TEXTE FOURNI:
◆ ◆ ◆ ◆ ◆ ◆ ◆

HENRI POINT, L’HOMME DE L’OMBRE A LA BASE DE LA NAISSANCE DE L’AS SAINT-ETIENNE

Le 10 février 1934 étaient célébrés les obsèques d’une des personnalités les plus importantes de la création de l’ASSE, celui que beaucoup de stéphanois ne connaissent que parce qu’il a laissé son nom à une des tribunes du stade Geoffroy-Guichard dont il a favorisé la construction.

Voici le portrait d’Henri Point, un homme de l’ombre, tombé injustement dans l’oubli.

◆ ◆ ◆ ◆ ◆ ◆ ◆

ENREGISTREMENTS AFFICHÉS:

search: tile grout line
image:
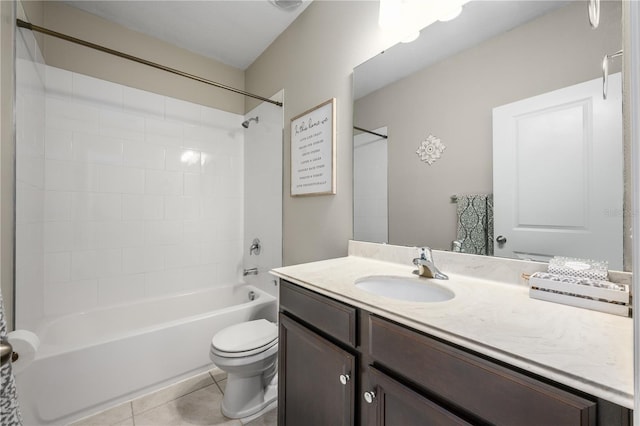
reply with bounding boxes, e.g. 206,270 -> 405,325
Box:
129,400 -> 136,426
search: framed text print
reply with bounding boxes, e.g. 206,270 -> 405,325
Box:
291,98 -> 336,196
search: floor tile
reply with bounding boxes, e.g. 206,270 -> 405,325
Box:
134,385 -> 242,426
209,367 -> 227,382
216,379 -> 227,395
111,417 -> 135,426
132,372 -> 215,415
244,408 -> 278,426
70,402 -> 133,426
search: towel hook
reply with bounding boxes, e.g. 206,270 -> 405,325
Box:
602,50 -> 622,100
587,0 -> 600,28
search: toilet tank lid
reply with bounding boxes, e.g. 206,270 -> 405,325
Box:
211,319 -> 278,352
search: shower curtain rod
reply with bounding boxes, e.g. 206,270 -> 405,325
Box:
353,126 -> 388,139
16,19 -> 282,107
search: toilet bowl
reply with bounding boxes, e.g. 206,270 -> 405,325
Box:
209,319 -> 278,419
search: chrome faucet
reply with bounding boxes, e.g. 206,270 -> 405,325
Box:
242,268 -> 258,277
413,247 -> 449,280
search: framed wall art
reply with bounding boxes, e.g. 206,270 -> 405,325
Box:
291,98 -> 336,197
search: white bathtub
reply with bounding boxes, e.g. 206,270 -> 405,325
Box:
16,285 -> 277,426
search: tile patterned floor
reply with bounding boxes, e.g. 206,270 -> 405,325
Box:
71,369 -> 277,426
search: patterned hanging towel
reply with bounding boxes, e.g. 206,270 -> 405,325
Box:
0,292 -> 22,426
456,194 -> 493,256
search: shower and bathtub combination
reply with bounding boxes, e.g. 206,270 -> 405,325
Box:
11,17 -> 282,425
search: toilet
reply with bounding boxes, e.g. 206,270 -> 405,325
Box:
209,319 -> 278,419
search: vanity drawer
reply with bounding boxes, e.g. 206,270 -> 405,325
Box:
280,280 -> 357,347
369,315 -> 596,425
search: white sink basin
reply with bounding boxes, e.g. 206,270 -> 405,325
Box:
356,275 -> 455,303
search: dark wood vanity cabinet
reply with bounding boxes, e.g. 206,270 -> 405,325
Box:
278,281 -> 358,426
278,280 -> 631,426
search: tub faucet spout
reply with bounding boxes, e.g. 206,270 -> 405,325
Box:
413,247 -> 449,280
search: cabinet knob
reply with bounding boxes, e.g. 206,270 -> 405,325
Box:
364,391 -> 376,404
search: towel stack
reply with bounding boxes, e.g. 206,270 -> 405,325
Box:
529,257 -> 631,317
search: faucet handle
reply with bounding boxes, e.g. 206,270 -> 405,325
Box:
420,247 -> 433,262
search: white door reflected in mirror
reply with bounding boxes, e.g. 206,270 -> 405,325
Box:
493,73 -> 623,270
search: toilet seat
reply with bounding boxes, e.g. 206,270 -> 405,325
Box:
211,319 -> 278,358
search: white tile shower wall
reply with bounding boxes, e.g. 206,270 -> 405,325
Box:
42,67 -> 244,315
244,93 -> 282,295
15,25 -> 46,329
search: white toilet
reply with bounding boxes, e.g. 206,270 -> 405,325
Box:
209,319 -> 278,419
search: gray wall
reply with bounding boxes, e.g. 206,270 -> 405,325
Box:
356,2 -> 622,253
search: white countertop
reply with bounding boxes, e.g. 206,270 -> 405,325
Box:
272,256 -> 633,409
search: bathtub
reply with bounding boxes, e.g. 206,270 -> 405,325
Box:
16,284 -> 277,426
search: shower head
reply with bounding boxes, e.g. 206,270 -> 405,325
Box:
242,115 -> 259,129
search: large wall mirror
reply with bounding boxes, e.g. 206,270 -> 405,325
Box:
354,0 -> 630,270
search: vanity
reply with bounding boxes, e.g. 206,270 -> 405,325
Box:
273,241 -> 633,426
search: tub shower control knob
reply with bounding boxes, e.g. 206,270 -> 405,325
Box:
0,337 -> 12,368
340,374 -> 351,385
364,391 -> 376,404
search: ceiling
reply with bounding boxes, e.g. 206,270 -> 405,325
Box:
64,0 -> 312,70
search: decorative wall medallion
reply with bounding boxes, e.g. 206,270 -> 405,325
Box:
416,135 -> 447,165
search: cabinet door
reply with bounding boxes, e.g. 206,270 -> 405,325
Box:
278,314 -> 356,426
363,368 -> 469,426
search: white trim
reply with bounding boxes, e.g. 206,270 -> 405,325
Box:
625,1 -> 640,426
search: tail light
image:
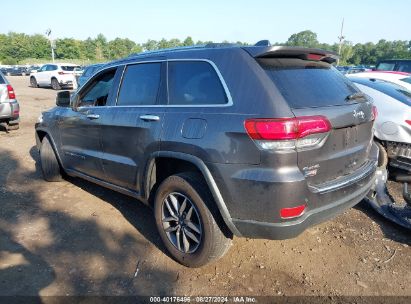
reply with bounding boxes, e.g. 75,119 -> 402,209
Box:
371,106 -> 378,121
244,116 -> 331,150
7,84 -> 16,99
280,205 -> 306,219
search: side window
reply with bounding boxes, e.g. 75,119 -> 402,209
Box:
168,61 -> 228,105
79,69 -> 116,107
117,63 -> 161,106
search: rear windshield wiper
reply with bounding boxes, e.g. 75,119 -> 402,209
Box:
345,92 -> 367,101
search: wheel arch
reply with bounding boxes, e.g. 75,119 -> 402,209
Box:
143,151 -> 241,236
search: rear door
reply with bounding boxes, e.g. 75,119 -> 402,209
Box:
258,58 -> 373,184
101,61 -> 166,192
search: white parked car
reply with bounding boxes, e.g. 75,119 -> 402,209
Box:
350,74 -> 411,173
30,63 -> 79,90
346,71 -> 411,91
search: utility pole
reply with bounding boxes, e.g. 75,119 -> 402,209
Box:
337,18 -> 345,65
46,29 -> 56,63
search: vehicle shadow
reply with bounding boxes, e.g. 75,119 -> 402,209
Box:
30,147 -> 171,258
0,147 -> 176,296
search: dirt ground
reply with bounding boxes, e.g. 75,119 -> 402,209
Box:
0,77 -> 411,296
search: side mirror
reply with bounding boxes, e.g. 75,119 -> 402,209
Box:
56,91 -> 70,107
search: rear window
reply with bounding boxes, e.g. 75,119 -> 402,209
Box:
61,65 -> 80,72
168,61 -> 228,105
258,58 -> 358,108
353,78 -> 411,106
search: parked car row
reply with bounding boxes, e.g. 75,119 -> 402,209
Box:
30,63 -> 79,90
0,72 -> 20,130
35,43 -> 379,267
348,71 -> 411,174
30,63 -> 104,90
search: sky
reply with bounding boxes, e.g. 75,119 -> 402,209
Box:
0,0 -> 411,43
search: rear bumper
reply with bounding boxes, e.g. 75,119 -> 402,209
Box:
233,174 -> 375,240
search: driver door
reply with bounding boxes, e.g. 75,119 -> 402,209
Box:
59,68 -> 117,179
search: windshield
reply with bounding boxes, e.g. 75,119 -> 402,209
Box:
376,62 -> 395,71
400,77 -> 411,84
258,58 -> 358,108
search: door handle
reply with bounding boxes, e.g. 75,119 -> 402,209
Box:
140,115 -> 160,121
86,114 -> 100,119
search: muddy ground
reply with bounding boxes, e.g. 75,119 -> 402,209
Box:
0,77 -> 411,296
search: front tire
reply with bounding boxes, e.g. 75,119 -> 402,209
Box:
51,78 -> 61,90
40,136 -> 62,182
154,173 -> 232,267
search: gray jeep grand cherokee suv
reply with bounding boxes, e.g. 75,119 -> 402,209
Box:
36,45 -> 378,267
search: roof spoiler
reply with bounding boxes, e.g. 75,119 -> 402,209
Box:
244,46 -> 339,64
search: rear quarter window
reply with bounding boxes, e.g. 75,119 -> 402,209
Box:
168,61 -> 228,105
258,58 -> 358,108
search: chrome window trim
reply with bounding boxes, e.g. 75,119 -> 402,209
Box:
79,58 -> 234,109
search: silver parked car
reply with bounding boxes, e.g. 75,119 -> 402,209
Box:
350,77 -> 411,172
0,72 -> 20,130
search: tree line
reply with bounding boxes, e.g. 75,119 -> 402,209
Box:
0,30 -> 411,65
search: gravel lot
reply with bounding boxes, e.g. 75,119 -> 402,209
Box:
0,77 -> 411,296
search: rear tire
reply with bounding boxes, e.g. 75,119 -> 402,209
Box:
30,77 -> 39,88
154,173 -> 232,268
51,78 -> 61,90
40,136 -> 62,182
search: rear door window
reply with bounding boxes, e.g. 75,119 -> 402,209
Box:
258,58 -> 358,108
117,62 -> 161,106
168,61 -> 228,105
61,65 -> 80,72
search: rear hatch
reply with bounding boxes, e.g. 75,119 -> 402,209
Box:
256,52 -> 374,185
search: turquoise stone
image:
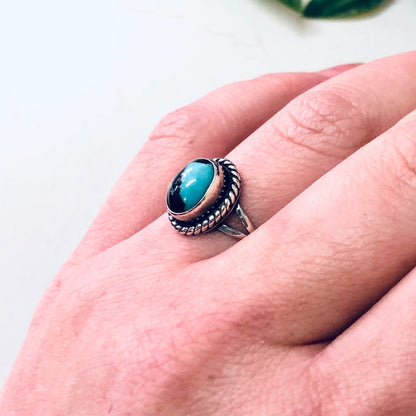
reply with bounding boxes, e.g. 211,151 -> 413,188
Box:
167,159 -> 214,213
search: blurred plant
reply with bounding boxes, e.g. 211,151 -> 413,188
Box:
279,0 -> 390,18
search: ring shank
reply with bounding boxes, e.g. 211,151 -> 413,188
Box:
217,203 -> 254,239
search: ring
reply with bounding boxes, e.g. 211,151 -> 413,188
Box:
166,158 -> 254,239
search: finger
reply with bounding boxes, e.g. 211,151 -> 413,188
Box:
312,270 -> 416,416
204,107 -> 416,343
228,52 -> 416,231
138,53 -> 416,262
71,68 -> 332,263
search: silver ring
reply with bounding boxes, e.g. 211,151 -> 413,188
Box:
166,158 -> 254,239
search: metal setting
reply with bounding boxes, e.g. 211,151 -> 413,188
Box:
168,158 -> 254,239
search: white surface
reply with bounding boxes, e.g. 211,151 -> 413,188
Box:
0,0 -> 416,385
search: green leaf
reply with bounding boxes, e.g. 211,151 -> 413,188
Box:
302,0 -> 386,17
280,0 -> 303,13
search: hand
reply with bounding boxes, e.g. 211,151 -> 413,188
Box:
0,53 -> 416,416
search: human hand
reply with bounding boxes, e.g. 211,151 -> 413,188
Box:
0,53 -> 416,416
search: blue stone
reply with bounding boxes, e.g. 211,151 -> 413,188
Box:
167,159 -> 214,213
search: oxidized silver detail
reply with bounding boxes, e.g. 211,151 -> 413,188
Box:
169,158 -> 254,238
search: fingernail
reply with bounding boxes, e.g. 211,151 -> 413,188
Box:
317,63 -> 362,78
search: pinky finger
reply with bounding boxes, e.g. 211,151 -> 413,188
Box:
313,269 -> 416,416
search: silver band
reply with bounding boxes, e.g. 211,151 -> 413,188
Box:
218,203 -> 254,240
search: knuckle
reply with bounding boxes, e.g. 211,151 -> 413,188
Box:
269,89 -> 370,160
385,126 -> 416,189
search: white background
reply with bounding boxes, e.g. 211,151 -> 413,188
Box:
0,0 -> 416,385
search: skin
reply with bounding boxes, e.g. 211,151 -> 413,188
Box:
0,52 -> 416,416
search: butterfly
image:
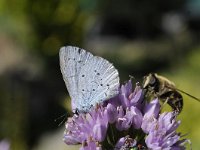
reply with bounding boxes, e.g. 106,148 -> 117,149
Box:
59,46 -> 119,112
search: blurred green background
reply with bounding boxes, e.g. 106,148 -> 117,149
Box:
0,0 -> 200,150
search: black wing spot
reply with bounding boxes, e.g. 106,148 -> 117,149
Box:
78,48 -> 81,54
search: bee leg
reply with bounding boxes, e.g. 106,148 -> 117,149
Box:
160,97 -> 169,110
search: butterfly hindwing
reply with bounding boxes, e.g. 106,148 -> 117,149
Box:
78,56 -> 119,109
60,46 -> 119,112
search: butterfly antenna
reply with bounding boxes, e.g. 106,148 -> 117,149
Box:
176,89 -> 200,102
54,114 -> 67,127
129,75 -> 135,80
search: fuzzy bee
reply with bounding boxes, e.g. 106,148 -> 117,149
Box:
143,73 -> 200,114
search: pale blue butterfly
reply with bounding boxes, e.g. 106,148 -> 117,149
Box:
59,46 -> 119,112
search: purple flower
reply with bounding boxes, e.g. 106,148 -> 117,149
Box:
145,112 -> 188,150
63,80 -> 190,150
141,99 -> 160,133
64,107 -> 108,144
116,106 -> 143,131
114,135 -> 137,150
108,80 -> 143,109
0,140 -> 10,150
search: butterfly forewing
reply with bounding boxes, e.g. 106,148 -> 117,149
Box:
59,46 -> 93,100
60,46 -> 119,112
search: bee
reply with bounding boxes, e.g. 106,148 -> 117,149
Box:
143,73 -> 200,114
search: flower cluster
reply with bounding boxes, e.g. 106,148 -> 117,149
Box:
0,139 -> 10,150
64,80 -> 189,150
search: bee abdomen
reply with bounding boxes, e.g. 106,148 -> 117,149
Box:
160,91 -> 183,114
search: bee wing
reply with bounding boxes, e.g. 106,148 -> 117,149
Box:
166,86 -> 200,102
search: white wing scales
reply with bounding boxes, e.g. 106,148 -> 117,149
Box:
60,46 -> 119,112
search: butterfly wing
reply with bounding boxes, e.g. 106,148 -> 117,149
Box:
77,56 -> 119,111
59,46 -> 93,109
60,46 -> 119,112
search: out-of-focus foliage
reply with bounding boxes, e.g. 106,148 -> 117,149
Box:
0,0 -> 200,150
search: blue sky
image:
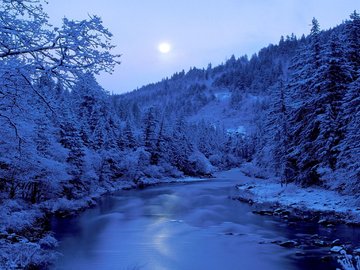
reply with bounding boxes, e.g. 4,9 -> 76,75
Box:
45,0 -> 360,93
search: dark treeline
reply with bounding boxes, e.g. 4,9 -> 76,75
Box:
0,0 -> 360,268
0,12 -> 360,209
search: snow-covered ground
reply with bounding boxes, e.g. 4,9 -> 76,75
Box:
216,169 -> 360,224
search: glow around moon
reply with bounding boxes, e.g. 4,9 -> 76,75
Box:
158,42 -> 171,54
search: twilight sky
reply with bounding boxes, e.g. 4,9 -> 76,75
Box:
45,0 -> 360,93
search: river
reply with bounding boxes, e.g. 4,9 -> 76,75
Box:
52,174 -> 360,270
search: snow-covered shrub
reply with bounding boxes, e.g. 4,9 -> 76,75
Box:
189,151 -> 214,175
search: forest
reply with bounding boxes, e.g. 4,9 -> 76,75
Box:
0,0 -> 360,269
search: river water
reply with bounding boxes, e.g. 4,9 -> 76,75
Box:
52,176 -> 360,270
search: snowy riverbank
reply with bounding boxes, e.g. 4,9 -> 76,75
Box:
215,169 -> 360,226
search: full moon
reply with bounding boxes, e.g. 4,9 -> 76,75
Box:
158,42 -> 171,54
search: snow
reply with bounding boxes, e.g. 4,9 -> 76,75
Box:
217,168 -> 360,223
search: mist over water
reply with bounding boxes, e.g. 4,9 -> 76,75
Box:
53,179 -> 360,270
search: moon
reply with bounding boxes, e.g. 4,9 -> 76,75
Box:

◆ ◆ ◆ ◆ ◆ ◆ ◆

À FAIRE:
**A)** D'après le texte sur Henri Point, à quelle date ses obsèques ont-elles été célébrées ?
**B)** Dressez la liste complète des noms propres de personne, de club et de stade qui figurent dans le texte sur Henri Point.
**C)** Poursuivez le texte sur Henri Point à partir de sa dernière phrase.
Les enregistrements ne jouent aucun rôle ici.

RÉPONSES AUX CONSIGNES:
**A)** Le 10 février 1934.

**B)** Henri Point ; AS Saint-Etienne (ASSE) ; stade Geoffroy-Guichard

**C)**
UN CONSEILLER TRES APPRECIE PAR GEOFFROY-GUICHARD, LE PATRON DE CASINO

Pierre Guichard, fondateur de l’AS Saint-Etienne, décide, pour se faire la main et parce qu’il aime le sport, de s’investir personnellement dans la gestion de la section sportive de Casino (société de magasins créée par son père) mise en place à destination des salariés de l’enseigne. Les responsables, des cadres de l’entreprise, le sollicitent ainsi pour prendre la présidence de l’association. Le patriarche, Geoffroy Guichard, encourage cette initiative en pensant comme l’a souligné malicieusement son fils plus tard que celui-ci « en s’occupant de sport, irait moins au bal ».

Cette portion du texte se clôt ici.